Document –
━━━━━━━━

Nous avons beau les prendre pour des ennemies incapacitantes, des perturbateurs de la pensée rationnelle, des marques d’une faiblesse déraisonnable et indigne d’un professionnel, les émotions sont excellentes conseillères à ceux qui savent leur prêter une oreille accueillante et attentive. Partons à la rencontre les émotions, pour mieux comprendre leur rôle et leur utilité au travail.
Les émotions, alliées fidèles de notre bien-être professionnel
Ces émotions qui nous submergent et nous empêchent parfois de réfléchir sereinement ou d’agir, nous aimerions souvent les voir disparaître et nous retrouver d’une sérénité ataraxique face aux aléas de nos vies professionnelles. Nous nous imaginons alors maîtres de nous en toutes circonstances, placides et efficaces, résolvant avec une efficacité et une confiance imperturbable les petits tracas, les impondérables et les épreuves.
Seulement dans la vraie vie, les choses sont bien différentes et en réalité, nous devrions être heureux de tous ces débordements émotionnels pour trois raisons:
- L’insensibilité émotionnelle a un nom: la psychopathie. Celle qui rend incapable d’empathie ou de remord, qui ne nourrit pas exactement des relations réjouissantes et procure certainement un sentiment de bien-être très relatif.
- L’absence d’émotion paralyse: elle nous rend incapables de prendre des décisions, donc d’agir, et de nouer des relations.
- Les émotions sont les messagers de notre bien-être et plus précisément de ce que nous percevons comme une menace à notre bien-être, elles donnent donc, à qui prend la peine de les écouter, des indications très pratiques sur le traitement des situations qui les ont déclenchées, de façon à nous adapter à notre environnement.
En d’autres termes, nos émotions veillent sur nous, et qu’elles soient positives ou négatives (dans le sens où elles génèrent des sensations positives ou négatives) elles sont un message d’alerte, un voyant qui s’allume sur notre tableau de bord interne, l’intranet de l’auto-information qui nous signale
- Un besoin satisfait, qui se manifeste par tout un tas d’émotions et de sentiments que nous pouvons ranger sous le chapeau plaisir: joie, bonheur, euphorie, contentement, satisfaction, enchantement, enjouement, gaieté, plénitude etc.
- Un besoin insuffisamment comblé qui se traduit par tout un tas d’émotions et de sentiments qui correspondent à trois grandes catégories: peur, colère et tristesse. C’est la nature de l’émotion qui va indiquer le besoin à combler.
Les émotions, l’avenir du bien-être et du plaisir au travail
En management comme en bien-être, l’intérêt pour les émotions va grandissant et c’est tant mieux: la connaissance de leurs rôles, leurs mécanismes et modes d’expression est un moyen extraordinaire de renouer avec le bien-être, de minimiser voire prévenir le stress, d’apaiser les relations autant à soi-même qu’aux autres.
Ce billet est une ré-édition d’un article que j’avais publié en 2011. J’y écrivais “D’ici quelques années, la formation professionnelle passera de plus en plus par les émotions pour aborder le management, la communication, les relations, l’organisation, les conflits, la cohésion d’équipe, le stress, car elles sont au cœur de nos perceptions, régissent nos réactions et nos pensées, qui à leur tour vont nourrir des convictions génératrices d’émotions.”

━━━━━━━━

[Données extraites d'une collection]
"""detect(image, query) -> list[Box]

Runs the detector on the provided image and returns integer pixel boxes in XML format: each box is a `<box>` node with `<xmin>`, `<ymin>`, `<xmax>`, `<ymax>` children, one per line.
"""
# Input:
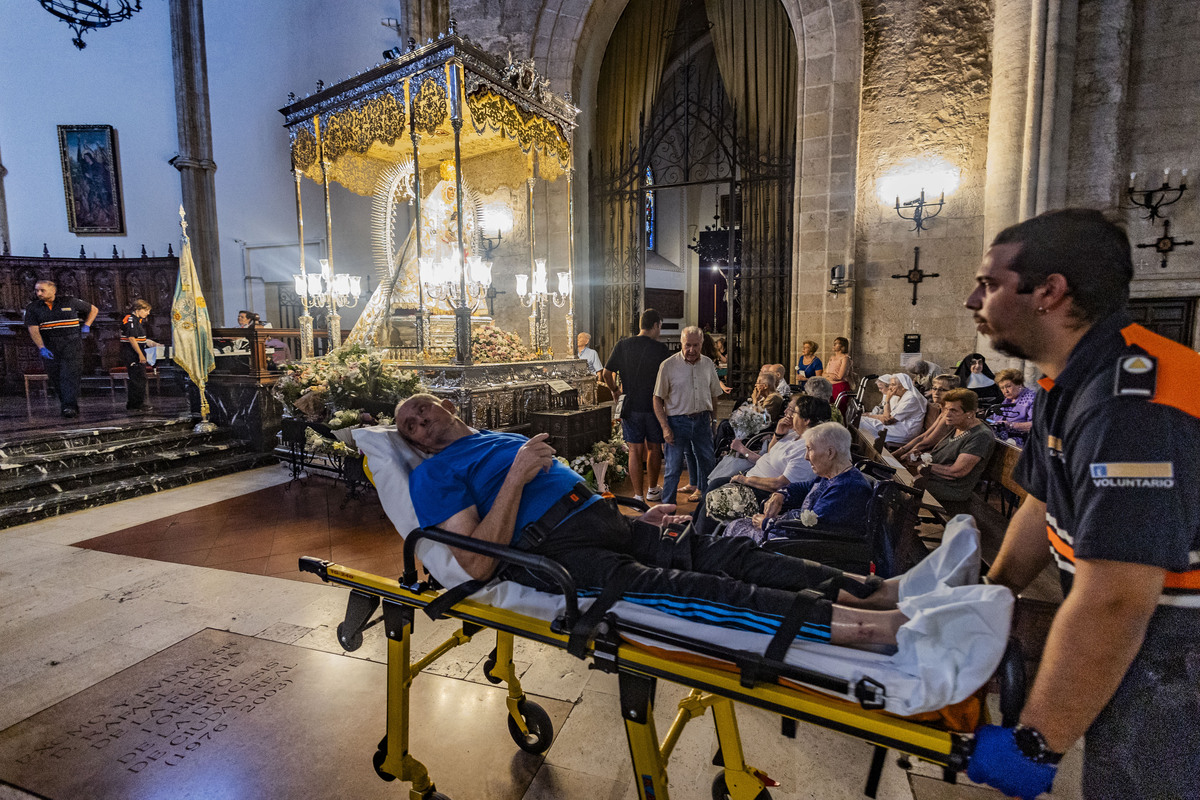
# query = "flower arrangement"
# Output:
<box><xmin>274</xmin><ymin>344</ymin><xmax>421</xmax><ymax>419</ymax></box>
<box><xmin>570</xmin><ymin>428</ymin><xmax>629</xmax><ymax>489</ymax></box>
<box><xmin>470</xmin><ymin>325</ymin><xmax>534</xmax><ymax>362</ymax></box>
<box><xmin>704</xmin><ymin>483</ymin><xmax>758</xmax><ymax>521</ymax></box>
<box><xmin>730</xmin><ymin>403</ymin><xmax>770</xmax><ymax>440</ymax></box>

━━━━━━━━

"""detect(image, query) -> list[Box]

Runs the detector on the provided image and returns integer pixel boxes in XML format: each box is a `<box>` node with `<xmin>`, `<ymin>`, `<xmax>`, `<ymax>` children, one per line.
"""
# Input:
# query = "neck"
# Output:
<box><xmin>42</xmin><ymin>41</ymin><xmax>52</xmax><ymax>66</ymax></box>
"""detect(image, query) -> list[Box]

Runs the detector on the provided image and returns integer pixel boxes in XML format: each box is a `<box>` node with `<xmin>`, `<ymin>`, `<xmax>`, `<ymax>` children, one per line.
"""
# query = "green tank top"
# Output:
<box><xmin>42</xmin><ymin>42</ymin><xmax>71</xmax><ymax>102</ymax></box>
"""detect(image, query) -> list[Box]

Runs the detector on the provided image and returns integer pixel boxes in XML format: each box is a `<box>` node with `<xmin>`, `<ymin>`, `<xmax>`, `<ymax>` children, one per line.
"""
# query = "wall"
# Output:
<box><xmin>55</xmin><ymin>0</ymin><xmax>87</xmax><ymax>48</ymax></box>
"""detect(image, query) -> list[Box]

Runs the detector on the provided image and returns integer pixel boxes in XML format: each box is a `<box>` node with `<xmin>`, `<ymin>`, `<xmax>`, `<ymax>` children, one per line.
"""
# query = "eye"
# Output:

━━━━━━━━

Consigne –
Répondez aux questions suivantes à partir du document sur les émotions au travail.
(a) Quel nom le document donne-t-il à l'insensibilité émotionnelle ?
(b) À quelles trois grandes catégories correspondent les émotions qui signalent un besoin insuffisamment comblé ?
(c) En quelle année l'article dont ce billet est une réédition a-t-il été publié ?

Résultat –
(a) La psychopathie.
(b) La peur, la colère et la tristesse.
(c) En 2011.